#### [Extracted records]
^^^^^^^^
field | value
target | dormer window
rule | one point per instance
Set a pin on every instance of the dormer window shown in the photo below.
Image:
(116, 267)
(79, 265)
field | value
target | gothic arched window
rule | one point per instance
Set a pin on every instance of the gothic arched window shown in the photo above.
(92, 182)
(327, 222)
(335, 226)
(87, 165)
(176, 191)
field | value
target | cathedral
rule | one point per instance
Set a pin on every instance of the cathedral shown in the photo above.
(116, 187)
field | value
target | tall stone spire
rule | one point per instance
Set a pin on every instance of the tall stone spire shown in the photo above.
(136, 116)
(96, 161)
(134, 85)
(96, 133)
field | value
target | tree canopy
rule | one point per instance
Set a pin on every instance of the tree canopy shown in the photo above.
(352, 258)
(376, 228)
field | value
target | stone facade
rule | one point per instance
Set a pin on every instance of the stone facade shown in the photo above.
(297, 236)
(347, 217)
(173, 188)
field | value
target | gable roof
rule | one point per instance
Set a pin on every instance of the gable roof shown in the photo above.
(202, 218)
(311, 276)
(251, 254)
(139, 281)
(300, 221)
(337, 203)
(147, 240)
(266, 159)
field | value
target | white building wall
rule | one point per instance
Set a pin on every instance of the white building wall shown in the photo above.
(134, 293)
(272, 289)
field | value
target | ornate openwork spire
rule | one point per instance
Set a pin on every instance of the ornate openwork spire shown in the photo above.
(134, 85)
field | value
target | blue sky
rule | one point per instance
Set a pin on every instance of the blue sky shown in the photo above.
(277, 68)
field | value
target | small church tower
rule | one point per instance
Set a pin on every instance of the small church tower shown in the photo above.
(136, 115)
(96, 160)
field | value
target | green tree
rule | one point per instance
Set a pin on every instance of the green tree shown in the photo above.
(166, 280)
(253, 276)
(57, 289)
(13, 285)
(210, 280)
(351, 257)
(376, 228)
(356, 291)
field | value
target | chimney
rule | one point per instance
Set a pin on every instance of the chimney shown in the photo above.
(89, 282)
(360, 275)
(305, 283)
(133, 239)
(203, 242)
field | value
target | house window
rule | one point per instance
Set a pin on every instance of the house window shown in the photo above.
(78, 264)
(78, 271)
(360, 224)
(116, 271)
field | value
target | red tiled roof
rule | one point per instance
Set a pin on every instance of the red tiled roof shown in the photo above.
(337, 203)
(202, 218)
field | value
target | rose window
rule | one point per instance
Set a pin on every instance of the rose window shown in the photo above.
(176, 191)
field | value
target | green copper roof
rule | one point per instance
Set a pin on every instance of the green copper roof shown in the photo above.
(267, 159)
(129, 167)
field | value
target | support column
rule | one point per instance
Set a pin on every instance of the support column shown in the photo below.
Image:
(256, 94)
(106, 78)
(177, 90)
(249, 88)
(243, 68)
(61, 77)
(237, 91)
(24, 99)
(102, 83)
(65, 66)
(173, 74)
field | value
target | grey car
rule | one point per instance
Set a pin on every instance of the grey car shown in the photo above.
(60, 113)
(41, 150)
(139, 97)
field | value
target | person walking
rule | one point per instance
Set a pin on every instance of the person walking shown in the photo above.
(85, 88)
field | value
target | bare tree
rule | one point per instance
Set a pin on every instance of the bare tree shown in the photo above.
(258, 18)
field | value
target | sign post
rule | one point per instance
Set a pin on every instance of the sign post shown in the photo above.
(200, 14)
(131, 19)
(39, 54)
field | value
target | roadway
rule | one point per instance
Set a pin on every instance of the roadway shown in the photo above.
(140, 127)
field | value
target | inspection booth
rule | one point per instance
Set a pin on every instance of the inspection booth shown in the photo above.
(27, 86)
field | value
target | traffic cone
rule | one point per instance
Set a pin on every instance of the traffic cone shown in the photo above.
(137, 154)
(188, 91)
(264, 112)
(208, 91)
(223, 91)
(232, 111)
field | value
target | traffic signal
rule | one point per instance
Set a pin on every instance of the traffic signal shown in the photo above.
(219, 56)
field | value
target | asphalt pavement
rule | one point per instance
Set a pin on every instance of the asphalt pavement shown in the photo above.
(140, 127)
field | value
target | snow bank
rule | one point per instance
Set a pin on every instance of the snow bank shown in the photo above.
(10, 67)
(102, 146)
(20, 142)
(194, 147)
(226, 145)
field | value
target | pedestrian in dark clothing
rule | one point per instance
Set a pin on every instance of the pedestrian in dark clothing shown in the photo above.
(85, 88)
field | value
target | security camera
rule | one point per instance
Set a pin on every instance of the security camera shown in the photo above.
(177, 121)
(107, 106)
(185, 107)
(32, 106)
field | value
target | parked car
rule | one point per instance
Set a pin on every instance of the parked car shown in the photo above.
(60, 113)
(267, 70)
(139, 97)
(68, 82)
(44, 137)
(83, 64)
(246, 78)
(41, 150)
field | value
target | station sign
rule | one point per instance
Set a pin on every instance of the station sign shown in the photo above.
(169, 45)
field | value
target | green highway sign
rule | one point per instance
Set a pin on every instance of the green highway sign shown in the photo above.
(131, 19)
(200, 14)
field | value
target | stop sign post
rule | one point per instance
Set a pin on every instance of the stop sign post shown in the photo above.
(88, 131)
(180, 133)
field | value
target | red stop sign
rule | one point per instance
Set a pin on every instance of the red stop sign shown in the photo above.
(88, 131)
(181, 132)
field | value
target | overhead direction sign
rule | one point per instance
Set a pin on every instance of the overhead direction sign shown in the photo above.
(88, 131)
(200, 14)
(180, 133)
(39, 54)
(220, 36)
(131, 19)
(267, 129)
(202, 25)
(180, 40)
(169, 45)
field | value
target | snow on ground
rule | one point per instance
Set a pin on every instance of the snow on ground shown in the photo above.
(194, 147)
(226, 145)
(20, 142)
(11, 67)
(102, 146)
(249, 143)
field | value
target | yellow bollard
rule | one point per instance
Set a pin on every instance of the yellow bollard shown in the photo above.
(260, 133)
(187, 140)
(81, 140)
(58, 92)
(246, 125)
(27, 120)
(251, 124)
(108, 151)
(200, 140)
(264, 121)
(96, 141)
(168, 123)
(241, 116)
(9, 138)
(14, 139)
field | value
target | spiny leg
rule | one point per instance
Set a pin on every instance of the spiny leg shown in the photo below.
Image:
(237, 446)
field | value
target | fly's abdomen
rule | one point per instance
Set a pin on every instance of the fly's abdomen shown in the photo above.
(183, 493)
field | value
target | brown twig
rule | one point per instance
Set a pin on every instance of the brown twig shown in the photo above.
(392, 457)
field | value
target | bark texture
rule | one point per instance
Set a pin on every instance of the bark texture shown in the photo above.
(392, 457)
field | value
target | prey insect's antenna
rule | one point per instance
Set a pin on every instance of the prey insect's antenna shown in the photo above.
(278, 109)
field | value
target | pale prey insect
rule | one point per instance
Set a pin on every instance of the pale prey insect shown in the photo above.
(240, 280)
^^^^^^^^
#### [The task]
Find every line above that contains the string "prey" and copy each one in full. Case counts.

#### [Final result]
target | prey insect's antenna
Set a pin on every instance of the prey insect's antenna shown in the photo above.
target | pale prey insect
Set a pin on every instance of the pale prey insect shown in the photo above.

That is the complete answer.